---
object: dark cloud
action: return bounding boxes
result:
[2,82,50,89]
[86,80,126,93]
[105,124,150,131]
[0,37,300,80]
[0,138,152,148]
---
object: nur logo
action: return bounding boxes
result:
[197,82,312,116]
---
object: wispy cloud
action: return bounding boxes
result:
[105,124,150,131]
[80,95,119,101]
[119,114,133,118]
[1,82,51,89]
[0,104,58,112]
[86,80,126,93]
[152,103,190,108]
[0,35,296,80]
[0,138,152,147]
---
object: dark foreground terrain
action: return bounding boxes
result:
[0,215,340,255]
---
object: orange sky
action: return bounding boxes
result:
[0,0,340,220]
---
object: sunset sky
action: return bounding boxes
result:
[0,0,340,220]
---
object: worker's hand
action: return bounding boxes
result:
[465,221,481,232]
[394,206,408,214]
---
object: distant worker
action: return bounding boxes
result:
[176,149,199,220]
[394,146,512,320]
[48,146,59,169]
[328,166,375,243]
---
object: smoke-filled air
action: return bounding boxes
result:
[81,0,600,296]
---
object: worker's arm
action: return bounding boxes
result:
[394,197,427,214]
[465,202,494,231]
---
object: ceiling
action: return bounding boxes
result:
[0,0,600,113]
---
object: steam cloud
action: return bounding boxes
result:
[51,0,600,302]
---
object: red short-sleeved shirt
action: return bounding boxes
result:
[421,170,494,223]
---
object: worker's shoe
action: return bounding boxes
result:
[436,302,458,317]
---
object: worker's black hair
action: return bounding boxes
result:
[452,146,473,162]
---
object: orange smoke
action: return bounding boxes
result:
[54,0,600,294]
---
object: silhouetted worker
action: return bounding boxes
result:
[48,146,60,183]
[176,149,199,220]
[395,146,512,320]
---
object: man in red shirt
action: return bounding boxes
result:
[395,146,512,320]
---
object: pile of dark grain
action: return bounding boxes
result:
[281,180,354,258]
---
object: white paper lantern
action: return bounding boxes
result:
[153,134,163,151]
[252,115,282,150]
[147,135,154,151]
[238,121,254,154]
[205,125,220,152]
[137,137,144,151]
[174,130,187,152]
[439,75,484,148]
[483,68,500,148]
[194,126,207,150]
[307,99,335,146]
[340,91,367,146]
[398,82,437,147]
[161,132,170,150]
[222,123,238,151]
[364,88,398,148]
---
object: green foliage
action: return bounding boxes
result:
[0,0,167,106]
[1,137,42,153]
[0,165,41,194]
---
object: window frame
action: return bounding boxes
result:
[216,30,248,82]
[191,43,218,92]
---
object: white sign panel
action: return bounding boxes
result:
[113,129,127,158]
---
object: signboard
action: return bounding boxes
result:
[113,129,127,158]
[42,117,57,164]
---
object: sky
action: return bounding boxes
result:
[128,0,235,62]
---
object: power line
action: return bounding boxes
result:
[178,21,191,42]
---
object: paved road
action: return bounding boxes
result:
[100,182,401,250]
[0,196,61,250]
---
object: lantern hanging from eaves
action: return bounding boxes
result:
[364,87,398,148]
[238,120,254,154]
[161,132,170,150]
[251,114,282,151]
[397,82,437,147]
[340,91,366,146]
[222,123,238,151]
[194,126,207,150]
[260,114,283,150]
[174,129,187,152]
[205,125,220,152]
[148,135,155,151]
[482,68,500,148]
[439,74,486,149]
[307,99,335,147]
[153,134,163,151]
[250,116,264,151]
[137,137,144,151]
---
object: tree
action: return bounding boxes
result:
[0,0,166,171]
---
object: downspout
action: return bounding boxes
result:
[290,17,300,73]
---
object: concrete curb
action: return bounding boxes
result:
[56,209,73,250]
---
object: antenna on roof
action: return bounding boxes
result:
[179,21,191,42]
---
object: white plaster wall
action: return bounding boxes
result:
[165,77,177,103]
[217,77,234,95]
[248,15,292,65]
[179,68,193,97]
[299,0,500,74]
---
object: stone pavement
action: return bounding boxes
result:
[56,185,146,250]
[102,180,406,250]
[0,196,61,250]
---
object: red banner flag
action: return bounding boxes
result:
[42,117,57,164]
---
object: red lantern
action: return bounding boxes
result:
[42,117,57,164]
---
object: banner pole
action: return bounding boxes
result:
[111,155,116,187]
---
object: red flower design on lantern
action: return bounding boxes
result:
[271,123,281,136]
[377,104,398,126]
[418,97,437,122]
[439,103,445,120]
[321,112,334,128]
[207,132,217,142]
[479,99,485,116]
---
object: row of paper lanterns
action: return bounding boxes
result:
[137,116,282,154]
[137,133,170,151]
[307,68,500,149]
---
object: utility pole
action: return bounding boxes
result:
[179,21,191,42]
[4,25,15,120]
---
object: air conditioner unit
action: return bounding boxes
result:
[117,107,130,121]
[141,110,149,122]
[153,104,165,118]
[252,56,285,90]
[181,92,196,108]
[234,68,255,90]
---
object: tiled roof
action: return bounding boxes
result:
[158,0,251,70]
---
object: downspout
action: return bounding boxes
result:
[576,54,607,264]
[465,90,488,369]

....

Task to complete: Rewrite the records from the start through the line containing "[394,206,408,214]", keeping every line, and raise each bounding box coordinate in the answers by 26.

Full solution:
---
object: dark cloud
action: return bounding boxes
result:
[28,108,76,115]
[112,106,152,119]
[131,150,176,157]
[26,63,326,106]
[26,164,178,174]
---
object: nur logo
action: return bounding boxes
result:
[223,108,338,142]
---
object: wispy cloud
action: return bounding boxes
result:
[131,150,176,157]
[106,121,145,127]
[145,140,159,144]
[27,108,77,115]
[26,130,84,138]
[112,106,152,119]
[178,129,216,134]
[26,61,322,106]
[26,164,178,173]
---
object: dark foreground terrain
action: return bounding boxes
result:
[26,241,366,281]
---
object: orange sky
action: return bounding boxes
result:
[26,26,366,246]
---
object: sunset sky
action: return bounding boxes
result:
[26,26,366,246]
---
object: worker's hand
action: return bounding boxes
result:
[491,247,507,258]
[420,232,434,240]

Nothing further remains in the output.